DATASET RECORDS –
★ ★ ★ ★ ★

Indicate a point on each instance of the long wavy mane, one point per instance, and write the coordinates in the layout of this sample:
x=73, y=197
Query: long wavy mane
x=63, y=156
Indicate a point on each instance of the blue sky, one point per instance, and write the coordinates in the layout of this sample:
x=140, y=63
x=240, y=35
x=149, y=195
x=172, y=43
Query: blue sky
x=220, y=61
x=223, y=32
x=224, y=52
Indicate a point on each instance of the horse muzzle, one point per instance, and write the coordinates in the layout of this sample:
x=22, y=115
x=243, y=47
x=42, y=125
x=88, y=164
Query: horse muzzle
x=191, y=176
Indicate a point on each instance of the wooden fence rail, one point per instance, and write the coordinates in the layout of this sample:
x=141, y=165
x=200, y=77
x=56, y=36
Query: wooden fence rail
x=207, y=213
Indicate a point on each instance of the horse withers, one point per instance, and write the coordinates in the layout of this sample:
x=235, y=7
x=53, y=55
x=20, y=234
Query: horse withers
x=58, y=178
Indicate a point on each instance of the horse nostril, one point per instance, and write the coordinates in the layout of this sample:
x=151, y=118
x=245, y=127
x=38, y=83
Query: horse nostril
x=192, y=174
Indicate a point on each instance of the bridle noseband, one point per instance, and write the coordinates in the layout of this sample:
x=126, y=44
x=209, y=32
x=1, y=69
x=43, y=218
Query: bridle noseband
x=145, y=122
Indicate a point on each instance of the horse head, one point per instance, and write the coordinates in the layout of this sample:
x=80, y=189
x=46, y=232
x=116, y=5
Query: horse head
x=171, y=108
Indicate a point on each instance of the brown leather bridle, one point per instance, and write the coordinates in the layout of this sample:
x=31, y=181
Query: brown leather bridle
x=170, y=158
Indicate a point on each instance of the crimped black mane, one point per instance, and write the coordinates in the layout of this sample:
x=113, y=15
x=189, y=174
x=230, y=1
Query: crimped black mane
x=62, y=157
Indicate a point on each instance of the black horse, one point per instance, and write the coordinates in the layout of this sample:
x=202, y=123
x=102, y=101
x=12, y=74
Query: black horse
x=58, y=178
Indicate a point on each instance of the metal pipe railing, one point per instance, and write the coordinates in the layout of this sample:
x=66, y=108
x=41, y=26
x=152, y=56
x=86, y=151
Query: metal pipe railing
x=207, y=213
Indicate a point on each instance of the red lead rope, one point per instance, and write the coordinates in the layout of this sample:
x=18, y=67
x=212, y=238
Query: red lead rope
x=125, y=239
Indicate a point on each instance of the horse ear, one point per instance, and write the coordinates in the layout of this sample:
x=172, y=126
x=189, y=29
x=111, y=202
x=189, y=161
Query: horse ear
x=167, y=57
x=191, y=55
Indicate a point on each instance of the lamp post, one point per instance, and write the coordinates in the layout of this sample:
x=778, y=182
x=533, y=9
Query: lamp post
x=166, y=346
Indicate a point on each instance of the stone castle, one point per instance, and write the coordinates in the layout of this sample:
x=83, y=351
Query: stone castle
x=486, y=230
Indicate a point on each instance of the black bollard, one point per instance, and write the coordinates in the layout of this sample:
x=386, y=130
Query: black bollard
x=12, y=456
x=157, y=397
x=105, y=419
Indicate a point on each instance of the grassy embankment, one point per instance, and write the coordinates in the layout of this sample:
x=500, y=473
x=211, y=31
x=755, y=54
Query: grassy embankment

★ ★ ★ ★ ★

DIRECTIONS – Reproduce all of the material above, substituting "occurrence" for every "instance" and leaving everything else as it stands.

RESPONSE –
Indicate a point on each occurrence of the long wavy mane, one point per occurrence, and write the coordinates in the layout of this sample:
x=73, y=197
Query: long wavy mane
x=63, y=156
Indicate a point on each occurrence of the blue sky, one point per occurrence, and write the coordinates in the layout of this sample:
x=140, y=63
x=240, y=35
x=149, y=195
x=172, y=43
Query: blue sky
x=220, y=61
x=223, y=32
x=224, y=52
Indicate a point on each occurrence of the horse muzzle, one point per occurrence, and write the coordinates in the layout of this sample:
x=22, y=115
x=243, y=47
x=42, y=125
x=88, y=164
Query: horse muzzle
x=191, y=176
Indicate a point on each occurrence of the wooden fence rail, one point per occurrence, and write the coordinates in the layout of this sample:
x=141, y=165
x=200, y=77
x=56, y=36
Query: wooden fence rail
x=207, y=213
Indicate a point on each occurrence of the horse withers, one point per occurrence, and write the coordinates in the layout of this sample:
x=235, y=7
x=53, y=55
x=20, y=234
Query: horse withers
x=58, y=178
Indicate a point on each occurrence of the horse nostril, one point per occurrence, and write the coordinates in the layout of this sample:
x=151, y=118
x=245, y=127
x=38, y=83
Query: horse nostril
x=192, y=174
Indicate a point on each occurrence of the bridle noseband, one point per occurrence, and write the coordinates in the layout of this sample:
x=126, y=44
x=209, y=32
x=1, y=69
x=43, y=218
Query: bridle noseband
x=145, y=122
Indicate a point on each occurrence of the horse head, one point per occurrence, and write the coordinates in the layout of this sample:
x=80, y=189
x=46, y=232
x=116, y=5
Query: horse head
x=171, y=108
Indicate a point on each occurrence of the brown leather bridle, one point per occurrence, and write the coordinates in the layout of this sample:
x=31, y=181
Query: brown leather bridle
x=170, y=158
Indicate a point on each occurrence of the crimped black mane, one point per occurrence, and write the coordinates in the layout of this sample:
x=113, y=15
x=189, y=174
x=230, y=1
Query: crimped black mane
x=62, y=157
Indicate a point on each occurrence of the black horse, one point per occurrence, and write the coordinates in the layout of this sample:
x=202, y=123
x=102, y=101
x=12, y=74
Query: black horse
x=58, y=178
Indicate a point on each occurrence of the metal pipe railing, one point per occurrence, and write the coordinates in the layout of this sample:
x=66, y=108
x=41, y=26
x=152, y=56
x=86, y=151
Query: metal pipe railing
x=207, y=213
Indicate a point on each occurrence of the red lead rope, one point per occurrence, and write the coordinates in the layout of this sample:
x=18, y=67
x=212, y=238
Query: red lead rope
x=125, y=239
Indicate a point on each occurrence of the horse ear, one point per occurrence, and write the coordinates in the layout of this sample:
x=172, y=126
x=189, y=29
x=111, y=202
x=189, y=161
Query: horse ear
x=167, y=57
x=191, y=55
Indicate a point on each occurrence of the lamp post, one point per occurrence, and write the coordinates in the layout of this sample:
x=778, y=182
x=533, y=9
Query: lamp post
x=166, y=346
Indicate a point on each occurrence of the stone castle, one point per occurrence, and write the coordinates in the layout of this sample:
x=83, y=351
Query: stone castle
x=486, y=230
Indicate a point on each occurrence of the black bollard, one point per occurrence, and write the coordinates in the layout of this sample:
x=386, y=130
Query: black bollard
x=12, y=456
x=157, y=397
x=105, y=419
Indicate a point on each occurrence of the grassy embankment, one point per occurrence, and write the coordinates in the layout of this sample:
x=500, y=473
x=211, y=31
x=755, y=54
Query: grassy embankment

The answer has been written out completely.